## DATASET CONTENT
::::::::

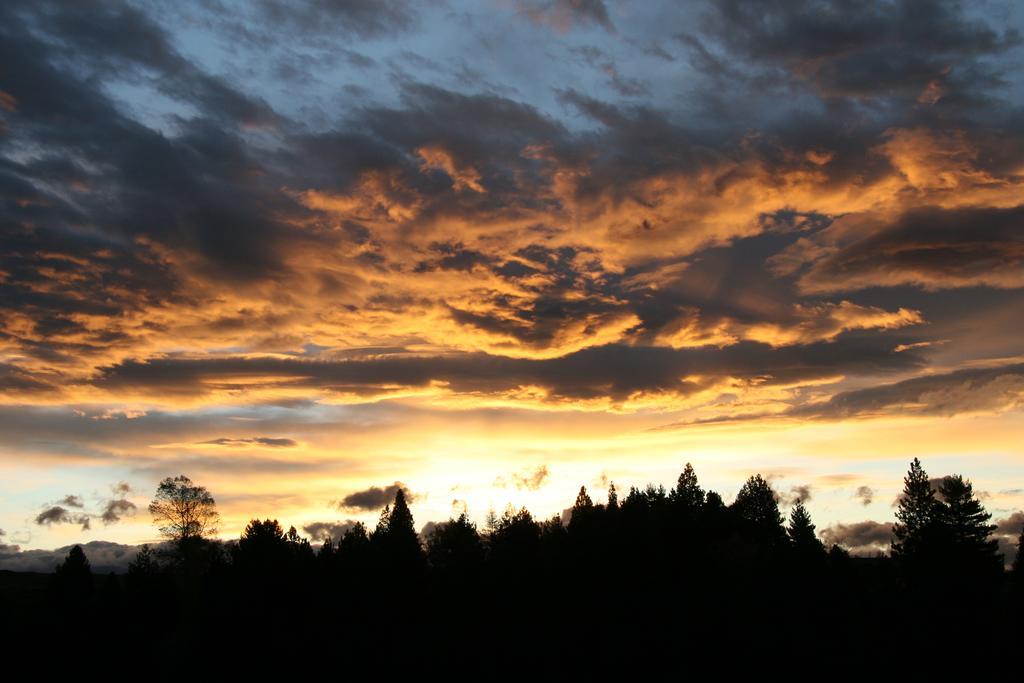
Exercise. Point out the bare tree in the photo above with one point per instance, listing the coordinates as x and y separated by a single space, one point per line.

::::::::

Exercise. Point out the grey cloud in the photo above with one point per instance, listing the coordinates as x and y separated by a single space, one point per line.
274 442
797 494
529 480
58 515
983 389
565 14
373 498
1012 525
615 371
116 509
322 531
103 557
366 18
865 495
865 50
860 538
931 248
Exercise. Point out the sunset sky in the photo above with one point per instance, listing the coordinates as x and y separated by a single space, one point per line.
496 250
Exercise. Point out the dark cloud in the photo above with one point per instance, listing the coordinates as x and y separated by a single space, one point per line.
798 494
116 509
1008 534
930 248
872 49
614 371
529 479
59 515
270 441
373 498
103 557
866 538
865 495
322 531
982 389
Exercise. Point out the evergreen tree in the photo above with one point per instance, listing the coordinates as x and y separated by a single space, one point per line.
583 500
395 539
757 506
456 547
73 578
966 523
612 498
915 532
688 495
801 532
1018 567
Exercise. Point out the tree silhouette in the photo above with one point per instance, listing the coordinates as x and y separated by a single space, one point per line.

::::::::

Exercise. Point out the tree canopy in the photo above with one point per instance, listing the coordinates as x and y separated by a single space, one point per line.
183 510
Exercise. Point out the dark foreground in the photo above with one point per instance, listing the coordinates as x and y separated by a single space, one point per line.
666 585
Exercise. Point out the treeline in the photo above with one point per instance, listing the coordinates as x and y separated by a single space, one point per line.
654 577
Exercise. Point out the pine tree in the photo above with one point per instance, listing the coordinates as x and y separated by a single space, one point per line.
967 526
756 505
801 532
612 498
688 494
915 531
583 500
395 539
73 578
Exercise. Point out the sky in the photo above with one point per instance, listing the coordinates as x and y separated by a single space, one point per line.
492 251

::::::::

## WRITTEN INSTRUCTION
Rewrite the lines from the one containing "Exercise. Point out the evergreen" through the one containing "Exercise. Point out the tree silhouette" as a JSON list of strings, with one string per line and no blank lines.

## REPLY TO THE TASK
[
  "Exercise. Point out the evergreen tree in the photo above with one point per instance, listing the coordinates as x and y separated by a single space, one point per line.",
  "583 500",
  "395 539",
  "757 506",
  "456 547",
  "73 578",
  "966 523",
  "612 498",
  "915 532",
  "688 495",
  "801 532",
  "1018 567",
  "Exercise. Point out the tree silhouette in the photo above with one point per instance, listing the coordinates as x and y separated by a single space, one point per line."
]